- [Explore the material]:
A) In the commentary on Creationist errors, what microbiological structure is given as an example in the ID argument?
B) Repeat the commentary on Creationist errors word for word, starting at "Anachronisms and Other" and ending at "produce phenotypic variation.".
C) Carry on writing the commentary on Creationist errors from the point where it stops.

- [Selected extract]:
Anachronisms and Other Errors
Why is it Olasky, Behe, and other Creationists continue to argue with a scientist who is long dead and whose theories have evolved? Evolutionary theory today just ain't what your grandfather's thought.

And why do Creationists persist in the following nonsense: "It's important to remember that Behe and other "intelligent design" believers are talking about macroevolution, a change from one kind of creature to another...."

Evolutionary theory does not argue that one creature can turn into another, in fact it argues that cannot happen. When biologists, and they rarely do, use the terms micro- and macro-evolution, they do not mean a difference in kind but only a difference in degree. In other words, the same evolutionary processes operate to produce allele frequency variation in a population as do to produce phenotypic variation.

What's even more erroneous about Olasky's statement is Behe and other IDers do not argue anywhere about macro-evolution, as Creationists use the term or as biologists use it. ID is the argument that some microbiological (bacterial flagellum) and some biological (the eye) structures are so improbably complex to be explained by evolutionary theory. Rather than seek explanation, they posit ID, while other scientists have already explained the complexities in a natural way.

- [Dataset entries]:

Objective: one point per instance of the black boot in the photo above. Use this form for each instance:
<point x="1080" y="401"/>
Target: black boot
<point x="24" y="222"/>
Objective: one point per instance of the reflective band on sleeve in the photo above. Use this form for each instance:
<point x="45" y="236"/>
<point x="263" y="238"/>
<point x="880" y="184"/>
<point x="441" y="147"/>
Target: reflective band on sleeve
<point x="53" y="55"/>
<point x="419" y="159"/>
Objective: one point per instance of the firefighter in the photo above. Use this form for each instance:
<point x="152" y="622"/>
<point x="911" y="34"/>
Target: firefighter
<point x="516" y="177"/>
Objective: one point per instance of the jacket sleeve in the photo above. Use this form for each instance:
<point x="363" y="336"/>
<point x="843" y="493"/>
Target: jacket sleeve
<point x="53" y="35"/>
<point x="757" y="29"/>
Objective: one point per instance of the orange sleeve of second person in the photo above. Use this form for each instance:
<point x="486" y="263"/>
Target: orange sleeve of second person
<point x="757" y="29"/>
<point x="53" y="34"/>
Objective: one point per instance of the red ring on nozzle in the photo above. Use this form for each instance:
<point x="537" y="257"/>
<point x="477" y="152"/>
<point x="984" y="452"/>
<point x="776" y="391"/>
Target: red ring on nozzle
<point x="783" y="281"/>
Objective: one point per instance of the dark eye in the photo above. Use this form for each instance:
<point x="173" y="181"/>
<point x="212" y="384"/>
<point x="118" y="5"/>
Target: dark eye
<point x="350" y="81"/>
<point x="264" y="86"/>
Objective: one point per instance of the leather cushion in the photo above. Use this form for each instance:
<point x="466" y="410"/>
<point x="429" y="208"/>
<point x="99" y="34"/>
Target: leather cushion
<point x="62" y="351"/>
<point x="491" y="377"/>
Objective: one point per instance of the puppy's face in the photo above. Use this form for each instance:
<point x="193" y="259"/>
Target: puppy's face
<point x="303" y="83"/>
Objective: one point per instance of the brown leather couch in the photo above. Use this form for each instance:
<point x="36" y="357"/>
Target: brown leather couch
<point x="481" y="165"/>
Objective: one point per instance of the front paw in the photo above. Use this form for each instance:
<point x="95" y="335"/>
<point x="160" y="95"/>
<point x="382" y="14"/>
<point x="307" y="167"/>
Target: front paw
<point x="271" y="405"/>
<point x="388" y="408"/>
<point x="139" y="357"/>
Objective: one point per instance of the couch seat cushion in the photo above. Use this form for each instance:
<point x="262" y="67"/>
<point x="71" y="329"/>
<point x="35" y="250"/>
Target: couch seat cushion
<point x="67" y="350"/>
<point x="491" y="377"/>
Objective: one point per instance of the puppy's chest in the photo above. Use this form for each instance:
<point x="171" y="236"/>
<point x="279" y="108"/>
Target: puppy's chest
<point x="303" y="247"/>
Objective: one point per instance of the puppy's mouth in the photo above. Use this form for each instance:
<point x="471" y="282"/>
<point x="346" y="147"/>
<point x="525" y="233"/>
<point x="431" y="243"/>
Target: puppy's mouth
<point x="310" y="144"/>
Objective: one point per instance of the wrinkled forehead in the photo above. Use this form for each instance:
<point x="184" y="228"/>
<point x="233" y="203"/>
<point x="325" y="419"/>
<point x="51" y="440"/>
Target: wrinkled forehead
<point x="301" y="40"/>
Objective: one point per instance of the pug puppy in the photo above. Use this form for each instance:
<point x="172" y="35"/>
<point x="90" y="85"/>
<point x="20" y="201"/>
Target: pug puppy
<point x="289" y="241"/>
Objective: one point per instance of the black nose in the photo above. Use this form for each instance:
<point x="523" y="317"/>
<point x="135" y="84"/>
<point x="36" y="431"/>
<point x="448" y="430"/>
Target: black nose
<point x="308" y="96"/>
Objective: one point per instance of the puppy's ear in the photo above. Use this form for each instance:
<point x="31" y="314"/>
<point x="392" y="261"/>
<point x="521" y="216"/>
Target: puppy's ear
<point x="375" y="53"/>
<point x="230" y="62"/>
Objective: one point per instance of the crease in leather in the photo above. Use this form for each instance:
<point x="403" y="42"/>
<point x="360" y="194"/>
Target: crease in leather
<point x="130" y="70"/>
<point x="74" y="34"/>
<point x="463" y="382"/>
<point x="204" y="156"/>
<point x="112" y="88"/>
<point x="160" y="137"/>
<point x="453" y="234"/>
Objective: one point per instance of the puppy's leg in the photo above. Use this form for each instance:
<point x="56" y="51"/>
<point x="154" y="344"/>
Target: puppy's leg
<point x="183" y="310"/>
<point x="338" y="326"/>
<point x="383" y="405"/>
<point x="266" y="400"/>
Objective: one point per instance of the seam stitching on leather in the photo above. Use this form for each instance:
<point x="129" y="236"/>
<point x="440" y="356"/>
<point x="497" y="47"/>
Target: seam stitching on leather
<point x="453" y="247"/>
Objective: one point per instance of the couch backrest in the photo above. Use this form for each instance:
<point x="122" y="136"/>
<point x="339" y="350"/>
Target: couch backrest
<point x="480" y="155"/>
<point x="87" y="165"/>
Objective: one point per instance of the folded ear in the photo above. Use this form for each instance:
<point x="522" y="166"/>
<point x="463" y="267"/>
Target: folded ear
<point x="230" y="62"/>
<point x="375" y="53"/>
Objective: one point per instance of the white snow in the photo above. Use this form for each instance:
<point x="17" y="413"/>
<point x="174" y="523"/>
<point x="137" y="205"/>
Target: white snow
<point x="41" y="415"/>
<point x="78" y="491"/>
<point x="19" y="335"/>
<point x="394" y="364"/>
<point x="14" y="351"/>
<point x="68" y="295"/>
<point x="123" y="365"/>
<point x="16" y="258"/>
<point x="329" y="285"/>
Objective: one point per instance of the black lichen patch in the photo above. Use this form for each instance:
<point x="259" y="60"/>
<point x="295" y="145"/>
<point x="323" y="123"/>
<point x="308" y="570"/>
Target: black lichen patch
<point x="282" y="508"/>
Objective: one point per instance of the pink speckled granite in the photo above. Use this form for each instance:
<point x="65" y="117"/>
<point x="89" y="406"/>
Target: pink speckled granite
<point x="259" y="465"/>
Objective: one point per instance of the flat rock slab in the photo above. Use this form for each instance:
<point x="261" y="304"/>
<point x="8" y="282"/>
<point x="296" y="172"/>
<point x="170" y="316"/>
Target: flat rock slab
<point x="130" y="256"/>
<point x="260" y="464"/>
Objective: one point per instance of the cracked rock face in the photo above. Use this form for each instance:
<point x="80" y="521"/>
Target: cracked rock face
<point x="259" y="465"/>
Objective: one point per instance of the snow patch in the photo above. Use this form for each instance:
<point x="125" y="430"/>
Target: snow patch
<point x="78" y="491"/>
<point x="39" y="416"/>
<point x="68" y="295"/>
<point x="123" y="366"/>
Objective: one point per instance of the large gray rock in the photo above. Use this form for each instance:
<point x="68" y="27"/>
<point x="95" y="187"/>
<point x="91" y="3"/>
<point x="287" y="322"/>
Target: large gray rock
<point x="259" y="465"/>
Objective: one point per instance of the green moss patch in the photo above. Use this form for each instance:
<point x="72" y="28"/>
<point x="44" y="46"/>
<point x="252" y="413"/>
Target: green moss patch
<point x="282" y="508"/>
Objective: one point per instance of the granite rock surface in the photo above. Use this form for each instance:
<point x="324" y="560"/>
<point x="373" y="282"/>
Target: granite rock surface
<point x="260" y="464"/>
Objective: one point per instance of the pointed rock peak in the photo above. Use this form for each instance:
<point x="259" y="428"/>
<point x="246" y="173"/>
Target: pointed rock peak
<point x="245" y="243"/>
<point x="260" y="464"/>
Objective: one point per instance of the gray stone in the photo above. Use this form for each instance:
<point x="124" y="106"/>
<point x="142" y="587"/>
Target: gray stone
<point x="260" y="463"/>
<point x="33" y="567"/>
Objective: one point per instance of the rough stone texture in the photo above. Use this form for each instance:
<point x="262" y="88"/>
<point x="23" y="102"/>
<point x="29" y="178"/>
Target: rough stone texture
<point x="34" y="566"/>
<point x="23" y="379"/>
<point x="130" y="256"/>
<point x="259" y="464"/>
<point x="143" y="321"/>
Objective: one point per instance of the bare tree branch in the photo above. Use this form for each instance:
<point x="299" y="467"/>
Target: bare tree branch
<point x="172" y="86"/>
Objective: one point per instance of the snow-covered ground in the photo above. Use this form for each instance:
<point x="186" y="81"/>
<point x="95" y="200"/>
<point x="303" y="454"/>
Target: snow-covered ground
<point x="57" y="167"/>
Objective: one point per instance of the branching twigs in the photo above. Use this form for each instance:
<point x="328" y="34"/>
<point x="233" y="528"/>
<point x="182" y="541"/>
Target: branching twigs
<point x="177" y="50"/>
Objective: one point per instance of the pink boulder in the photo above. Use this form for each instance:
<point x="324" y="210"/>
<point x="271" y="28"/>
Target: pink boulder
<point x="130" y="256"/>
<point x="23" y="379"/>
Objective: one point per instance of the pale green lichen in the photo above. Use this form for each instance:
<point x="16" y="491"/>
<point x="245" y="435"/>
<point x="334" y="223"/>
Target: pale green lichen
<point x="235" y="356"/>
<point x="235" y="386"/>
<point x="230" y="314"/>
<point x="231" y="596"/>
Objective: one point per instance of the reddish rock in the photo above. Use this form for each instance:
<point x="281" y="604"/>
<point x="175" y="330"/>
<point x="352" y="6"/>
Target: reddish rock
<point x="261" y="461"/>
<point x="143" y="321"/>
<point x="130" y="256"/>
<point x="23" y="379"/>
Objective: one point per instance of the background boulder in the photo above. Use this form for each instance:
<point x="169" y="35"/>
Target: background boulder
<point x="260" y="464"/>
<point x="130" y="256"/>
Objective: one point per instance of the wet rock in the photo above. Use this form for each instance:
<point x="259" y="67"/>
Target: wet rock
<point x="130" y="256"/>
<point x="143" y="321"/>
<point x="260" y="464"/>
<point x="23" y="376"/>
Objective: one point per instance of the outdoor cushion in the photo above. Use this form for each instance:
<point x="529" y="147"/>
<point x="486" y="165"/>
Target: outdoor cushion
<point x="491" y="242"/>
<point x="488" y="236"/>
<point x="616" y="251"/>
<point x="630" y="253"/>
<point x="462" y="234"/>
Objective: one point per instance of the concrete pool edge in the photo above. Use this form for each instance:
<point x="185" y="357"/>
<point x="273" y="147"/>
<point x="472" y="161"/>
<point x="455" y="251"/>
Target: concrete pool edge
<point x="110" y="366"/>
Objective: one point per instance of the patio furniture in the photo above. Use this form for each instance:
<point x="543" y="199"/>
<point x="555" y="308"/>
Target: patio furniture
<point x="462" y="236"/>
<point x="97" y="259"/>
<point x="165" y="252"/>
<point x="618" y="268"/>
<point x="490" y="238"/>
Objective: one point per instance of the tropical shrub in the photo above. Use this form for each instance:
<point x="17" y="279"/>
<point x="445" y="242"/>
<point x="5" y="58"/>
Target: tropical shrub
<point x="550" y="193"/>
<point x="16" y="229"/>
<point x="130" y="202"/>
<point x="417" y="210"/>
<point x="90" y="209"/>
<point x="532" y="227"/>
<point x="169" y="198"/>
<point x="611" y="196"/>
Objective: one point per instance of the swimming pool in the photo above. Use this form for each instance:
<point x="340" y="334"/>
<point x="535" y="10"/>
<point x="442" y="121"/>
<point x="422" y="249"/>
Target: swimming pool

- [Answers for each item]:
A) The bacterial flagellum.

B)
Anachronisms and Other Errors
Why is it Olasky, Behe, and other Creationists continue to argue with a scientist who is long dead and whose theories have evolved? Evolutionary theory today just ain't what your grandfather's thought.

And why do Creationists persist in the following nonsense: "It's important to remember that Behe and other "intelligent design" believers are talking about macroevolution, a change from one kind of creature to another...."

Evolutionary theory does not argue that one creature can turn into another, in fact it argues that cannot happen. When biologists, and they rarely do, use the terms micro- and macro-evolution, they do not mean a difference in kind but only a difference in degree. In other words, the same evolutionary processes operate to produce allele frequency variation in a population as do to produce phenotypic variation.

C)
Another glaring error is one of omission. Behe in _The Edge of Evolution_, as he has in the past, clearly accepts as well-evidenced and established the three components of Darwin's old theory: Random mutation, natural selection, and common descent. His whole argument in the book is that random mutation alone cannot account for certain mutations, and, once again, rather than, like other scientists, seek natural explanations, as a Creationist he turns to the supernatural.

These anachronisms and glaring errors lead one to suspect Olasky has not read the book he pretends to review, but is just repeating an old agenda.